▶ _課題の要件_
次の1.〜3.が下の抜粋の内容と合っているかを「はい」か「いいえ」で答え、それぞれ決め手となる抜粋の語句を正確に引用せよ。1. 語り手の初恋は小学二年生の春だった。2. SAちゃんが机に差し出したのは皮をむいた鬼灯だった。3. クラス替えの後もSAちゃんとは同じクラスだった。

▶ _抜粋_

“いま思い出せる事を語ればいい。どうせ時の流れは本当も嘘もつくのだから”
佐藤真一(1994)

たぶん1991年のこと。


記憶が確かなら、僕の初恋は小学二年生の春である。
SAちゃんは当時ムチムチに越えていた冴えない僕の机に愛くるしい笑顔でよってきた。

えへへ

微妙にマロ眉だったと思う。
限りなくひな人形の一番上の姫の面影がいま重なるからだ。

はしもとくん、これあげる

セリフはもう定かではないが、
僕の机に差し出してくれたのはオレンジと黄色の優しいグラデーションの表皮で包まれたままの鬼灯(ほおずき)であった。


たしかまだ僕は恋や愛がよくわかっていなかった為、
ただただ清々しくて心の奥で火照る何かに酔いしれていた。


その皮ごと美しい鬼灯を僕のお道具箱の奥底で大事に管理した。

時折様子を伺っては、
日々出し入れする筆箱や色鉛筆等々の強固な文房具達に誤って押しつぶされないようにポジショニングに気を配りながら愛でるように閉まっておいた。

そして夏が過ぎ、
秋が来て、
冬が去り、
また春が来た頃にはクラス替えでSAちゃんとは離れ離れのクラスになった。

その間、
SAちゃんとどんな会話をしてきたのか全く思い出せない。

おはよう

きっともじもじしながら挨拶を二回三回交わした程度だと思う。

たしかいじわるなクラスメイトに机奥底に大事にしまっていた鬼灯の存在がバレて、

もうお前それ腐ってんじゃね?

▶ _データセットの記録_
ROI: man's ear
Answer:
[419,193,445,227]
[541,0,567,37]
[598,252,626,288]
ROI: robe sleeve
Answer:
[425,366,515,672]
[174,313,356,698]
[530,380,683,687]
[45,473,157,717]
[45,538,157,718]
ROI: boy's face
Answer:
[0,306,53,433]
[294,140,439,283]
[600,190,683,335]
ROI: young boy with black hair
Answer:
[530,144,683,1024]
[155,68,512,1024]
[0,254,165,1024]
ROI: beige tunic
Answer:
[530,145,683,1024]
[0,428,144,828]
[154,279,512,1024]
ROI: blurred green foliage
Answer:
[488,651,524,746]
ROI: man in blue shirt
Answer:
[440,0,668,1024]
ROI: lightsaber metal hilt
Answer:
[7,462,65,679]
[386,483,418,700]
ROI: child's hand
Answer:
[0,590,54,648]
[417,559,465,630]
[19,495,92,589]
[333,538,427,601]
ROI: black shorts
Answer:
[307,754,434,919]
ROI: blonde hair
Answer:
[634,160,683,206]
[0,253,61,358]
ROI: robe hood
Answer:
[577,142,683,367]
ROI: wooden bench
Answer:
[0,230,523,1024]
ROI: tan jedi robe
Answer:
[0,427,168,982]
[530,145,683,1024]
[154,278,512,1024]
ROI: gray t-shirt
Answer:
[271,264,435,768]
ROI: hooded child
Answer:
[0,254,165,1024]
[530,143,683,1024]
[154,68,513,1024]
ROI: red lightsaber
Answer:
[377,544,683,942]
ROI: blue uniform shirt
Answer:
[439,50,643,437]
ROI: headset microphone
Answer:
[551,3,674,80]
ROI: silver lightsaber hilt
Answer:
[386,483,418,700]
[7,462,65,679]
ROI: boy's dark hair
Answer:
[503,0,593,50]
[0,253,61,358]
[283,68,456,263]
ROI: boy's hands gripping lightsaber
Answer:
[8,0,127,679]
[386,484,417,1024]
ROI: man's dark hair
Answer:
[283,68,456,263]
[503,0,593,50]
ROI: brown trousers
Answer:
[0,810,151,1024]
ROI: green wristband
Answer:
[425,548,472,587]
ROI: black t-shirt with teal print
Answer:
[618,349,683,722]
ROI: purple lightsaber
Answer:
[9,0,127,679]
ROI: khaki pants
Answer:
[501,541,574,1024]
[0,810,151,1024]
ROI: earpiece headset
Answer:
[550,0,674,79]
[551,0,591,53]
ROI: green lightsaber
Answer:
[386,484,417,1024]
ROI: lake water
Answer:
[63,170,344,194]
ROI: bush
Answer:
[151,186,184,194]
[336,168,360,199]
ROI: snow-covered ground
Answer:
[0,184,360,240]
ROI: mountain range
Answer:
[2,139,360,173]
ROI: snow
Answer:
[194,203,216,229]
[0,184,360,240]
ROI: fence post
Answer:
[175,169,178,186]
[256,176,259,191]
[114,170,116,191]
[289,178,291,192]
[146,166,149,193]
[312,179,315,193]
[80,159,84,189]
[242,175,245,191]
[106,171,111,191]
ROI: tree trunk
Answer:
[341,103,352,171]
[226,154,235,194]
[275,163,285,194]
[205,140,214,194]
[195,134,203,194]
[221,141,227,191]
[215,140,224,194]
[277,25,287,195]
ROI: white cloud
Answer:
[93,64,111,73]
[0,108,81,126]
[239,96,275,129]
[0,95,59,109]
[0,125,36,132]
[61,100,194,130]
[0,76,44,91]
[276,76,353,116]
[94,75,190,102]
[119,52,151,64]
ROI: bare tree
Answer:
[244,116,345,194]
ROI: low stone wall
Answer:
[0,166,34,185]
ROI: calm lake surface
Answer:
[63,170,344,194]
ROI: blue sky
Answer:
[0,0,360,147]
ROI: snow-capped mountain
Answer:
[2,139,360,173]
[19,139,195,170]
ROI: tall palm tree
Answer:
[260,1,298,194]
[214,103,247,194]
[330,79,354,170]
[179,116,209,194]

▶ _完成した課題_
1. はい。「僕の初恋は小学二年生の春である」
2. いいえ。「オレンジと黄色の優しいグラデーションの表皮で包まれたままの鬼灯(ほおずき)であった」
3. いいえ。「クラス替えでSAちゃんとは離れ離れのクラスになった」